So, no.. Not a hard stretch.
There is no viability to Pro or Con studies for this. We simply would not be capable of knowing if we're simulated as our own thought processes would in fact be governed by the same rules of the system we're attempting to prove or disprove.
What you're proposing is a philosophical proof, and it's not rigorous.
It turns out that we *can* prove or disprove certain statements about our universe. The fundamental fact (to prove, or disprove) is whether the universe is computable.
Computability has a couple of slightly different meanings in the literature depending on certain assumptions, but in general terms it means that the results of a computation can be done with a) a computer, b) using finite memory, and c) in a finite amount of time(*).
The Church-Turing thesis implies that all computers are equivalent, so the type of computer doesn't matter.
What *does* matter is the finite limits on time and memory. You can't use real (in the mathematical sense) numbers, because they take an infinite amount of memory to store, and would take an infinite amount of processing just to load one into a register. This implies that position, if your universe has this as a feature, must be quantized in some way. The amount of information in a particle's position must be finite. Time also has to be quantized.

- [Data provided]:
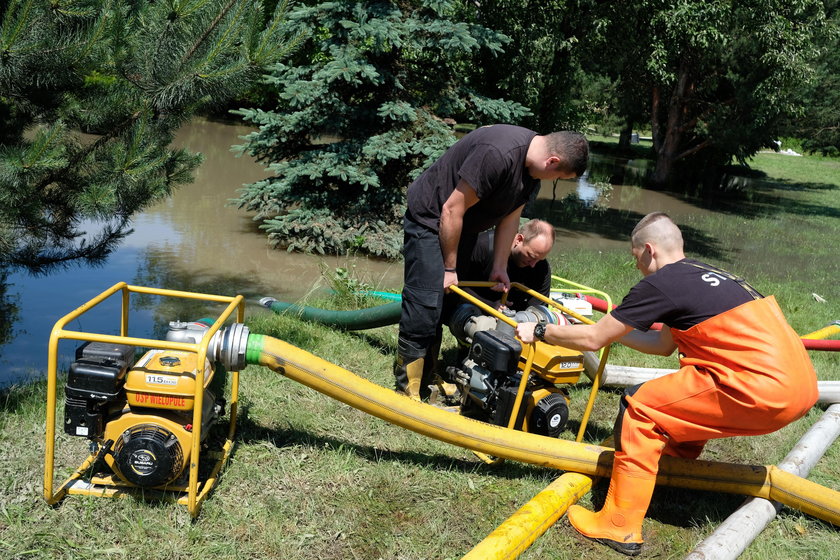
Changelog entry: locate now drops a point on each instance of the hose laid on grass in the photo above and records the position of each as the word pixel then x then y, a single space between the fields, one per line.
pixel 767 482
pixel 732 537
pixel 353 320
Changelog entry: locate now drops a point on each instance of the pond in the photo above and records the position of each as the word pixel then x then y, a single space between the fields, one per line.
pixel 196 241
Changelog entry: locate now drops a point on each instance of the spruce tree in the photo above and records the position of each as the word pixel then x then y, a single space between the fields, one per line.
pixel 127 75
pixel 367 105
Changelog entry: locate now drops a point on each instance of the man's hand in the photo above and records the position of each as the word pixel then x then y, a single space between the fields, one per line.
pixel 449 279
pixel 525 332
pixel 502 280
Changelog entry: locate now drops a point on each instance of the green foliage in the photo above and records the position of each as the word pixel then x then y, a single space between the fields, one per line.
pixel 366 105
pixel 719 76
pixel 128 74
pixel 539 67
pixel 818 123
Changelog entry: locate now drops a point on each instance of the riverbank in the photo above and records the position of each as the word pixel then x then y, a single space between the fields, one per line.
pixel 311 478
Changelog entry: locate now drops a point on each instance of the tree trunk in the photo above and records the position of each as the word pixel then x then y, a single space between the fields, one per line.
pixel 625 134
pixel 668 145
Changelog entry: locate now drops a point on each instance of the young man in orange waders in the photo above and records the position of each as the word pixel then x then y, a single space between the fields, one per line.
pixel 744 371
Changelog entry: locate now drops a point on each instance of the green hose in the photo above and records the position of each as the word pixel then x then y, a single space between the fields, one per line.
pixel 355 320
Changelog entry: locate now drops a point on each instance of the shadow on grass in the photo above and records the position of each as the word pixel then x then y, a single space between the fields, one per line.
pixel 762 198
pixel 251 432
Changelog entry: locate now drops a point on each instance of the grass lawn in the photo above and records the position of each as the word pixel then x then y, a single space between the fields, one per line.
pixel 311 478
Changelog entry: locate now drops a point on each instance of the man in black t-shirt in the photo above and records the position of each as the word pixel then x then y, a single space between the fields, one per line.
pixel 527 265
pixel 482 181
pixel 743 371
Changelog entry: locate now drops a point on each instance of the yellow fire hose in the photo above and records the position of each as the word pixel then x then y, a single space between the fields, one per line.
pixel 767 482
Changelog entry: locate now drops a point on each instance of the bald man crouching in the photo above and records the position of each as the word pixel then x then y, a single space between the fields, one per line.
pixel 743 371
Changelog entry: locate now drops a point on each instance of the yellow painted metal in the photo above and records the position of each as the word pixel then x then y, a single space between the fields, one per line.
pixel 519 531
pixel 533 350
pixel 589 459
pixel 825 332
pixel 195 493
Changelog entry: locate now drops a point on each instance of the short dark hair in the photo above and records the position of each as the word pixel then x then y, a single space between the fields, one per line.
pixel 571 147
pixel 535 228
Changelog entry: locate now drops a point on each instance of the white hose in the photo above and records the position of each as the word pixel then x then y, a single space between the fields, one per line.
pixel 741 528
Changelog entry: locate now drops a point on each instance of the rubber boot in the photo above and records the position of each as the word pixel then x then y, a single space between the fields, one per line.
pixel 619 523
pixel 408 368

* * *

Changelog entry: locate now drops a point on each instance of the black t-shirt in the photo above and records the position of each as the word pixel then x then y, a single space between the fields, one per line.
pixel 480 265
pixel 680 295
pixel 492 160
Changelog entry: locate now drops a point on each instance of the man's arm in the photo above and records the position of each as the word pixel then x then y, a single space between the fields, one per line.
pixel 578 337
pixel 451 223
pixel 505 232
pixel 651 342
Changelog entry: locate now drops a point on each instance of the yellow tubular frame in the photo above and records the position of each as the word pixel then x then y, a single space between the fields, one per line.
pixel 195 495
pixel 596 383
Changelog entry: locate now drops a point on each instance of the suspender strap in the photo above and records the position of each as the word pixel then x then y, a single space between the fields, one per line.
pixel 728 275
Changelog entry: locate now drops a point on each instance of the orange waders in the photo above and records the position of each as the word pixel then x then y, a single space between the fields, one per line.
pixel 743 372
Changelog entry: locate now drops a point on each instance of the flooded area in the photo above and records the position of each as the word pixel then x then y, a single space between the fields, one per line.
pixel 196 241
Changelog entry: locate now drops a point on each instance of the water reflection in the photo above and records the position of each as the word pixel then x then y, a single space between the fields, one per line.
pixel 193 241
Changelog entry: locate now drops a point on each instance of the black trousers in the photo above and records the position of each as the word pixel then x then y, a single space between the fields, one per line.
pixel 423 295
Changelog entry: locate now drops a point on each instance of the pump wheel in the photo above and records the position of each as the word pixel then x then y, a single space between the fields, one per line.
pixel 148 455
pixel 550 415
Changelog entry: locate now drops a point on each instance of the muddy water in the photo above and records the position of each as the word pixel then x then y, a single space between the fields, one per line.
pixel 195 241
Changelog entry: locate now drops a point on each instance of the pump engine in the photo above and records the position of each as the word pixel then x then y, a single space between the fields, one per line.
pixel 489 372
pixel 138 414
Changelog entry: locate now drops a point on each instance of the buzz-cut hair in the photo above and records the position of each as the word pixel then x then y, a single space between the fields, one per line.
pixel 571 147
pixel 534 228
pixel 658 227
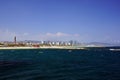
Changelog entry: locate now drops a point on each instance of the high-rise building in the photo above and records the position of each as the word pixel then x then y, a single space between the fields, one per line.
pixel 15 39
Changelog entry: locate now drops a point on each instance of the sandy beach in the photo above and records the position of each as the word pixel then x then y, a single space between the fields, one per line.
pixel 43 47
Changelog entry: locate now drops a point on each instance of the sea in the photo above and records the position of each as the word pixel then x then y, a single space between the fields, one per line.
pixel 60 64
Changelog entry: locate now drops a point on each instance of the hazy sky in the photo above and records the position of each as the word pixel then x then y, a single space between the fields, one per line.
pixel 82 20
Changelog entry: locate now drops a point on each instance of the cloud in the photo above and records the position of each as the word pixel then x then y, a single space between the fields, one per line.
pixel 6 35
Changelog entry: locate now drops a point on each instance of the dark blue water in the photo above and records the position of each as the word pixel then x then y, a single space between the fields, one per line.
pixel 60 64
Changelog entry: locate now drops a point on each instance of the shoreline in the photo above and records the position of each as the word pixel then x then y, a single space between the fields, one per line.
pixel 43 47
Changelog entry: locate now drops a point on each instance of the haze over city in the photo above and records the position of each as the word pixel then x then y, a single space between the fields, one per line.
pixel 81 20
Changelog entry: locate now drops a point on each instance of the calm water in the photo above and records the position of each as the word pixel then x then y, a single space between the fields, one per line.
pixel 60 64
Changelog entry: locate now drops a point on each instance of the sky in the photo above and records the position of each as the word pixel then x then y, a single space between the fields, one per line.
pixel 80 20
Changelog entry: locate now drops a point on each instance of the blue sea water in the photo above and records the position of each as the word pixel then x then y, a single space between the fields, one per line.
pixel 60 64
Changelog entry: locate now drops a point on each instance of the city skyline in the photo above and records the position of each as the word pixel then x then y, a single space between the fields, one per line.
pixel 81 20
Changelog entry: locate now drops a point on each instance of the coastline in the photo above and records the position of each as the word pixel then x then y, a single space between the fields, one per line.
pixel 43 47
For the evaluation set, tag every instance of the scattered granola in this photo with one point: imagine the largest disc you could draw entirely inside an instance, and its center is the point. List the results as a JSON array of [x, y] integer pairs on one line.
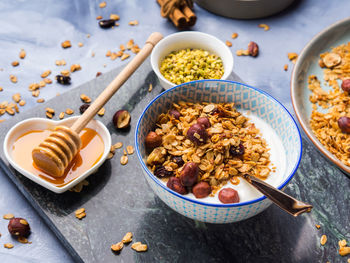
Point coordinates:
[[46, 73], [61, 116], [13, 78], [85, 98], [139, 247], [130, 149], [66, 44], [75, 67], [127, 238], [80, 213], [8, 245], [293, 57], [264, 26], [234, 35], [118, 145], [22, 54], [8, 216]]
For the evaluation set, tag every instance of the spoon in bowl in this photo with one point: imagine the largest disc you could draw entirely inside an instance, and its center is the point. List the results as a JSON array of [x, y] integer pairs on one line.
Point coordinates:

- [Exercise 1]: In the passage on computability, rewrite the paragraph beginning "What *does* matter" as a short bulleted list that keeps its main facts.
- [Exercise 2]: According to the passage on computability, what are the general conditions under which the results of a computation count as computable? List them all.
- [Exercise 3]: From the passage on computability, retype the text starting at "Computability has a" and ending at "computer doesn't matter.".

- [Exercise response 1]:
- The finite limits on time and memory are what matter.
- Real numbers, in the mathematical sense, can't be used: storing one takes infinite memory, and loading one into a register takes infinite processing.
- So position, if the universe has it, must be quantized in some way.
- The information in a particle's position must be finite.
- Time must also be quantized.

- [Exercise response 2]:
- It can be done with a computer.
- It uses finite memory.
- It takes a finite amount of time.

- [Exercise response 3]:
Computability has a couple of slightly different meanings in the literature depending on certain assumptions, but in general terms it means that the results of a computation can be done with a) a computer, b) using finite memory, and c) in a finite amount of time(*).
The Church-Turing thesis implies that all computers are equivalent, so the type of computer doesn't matter.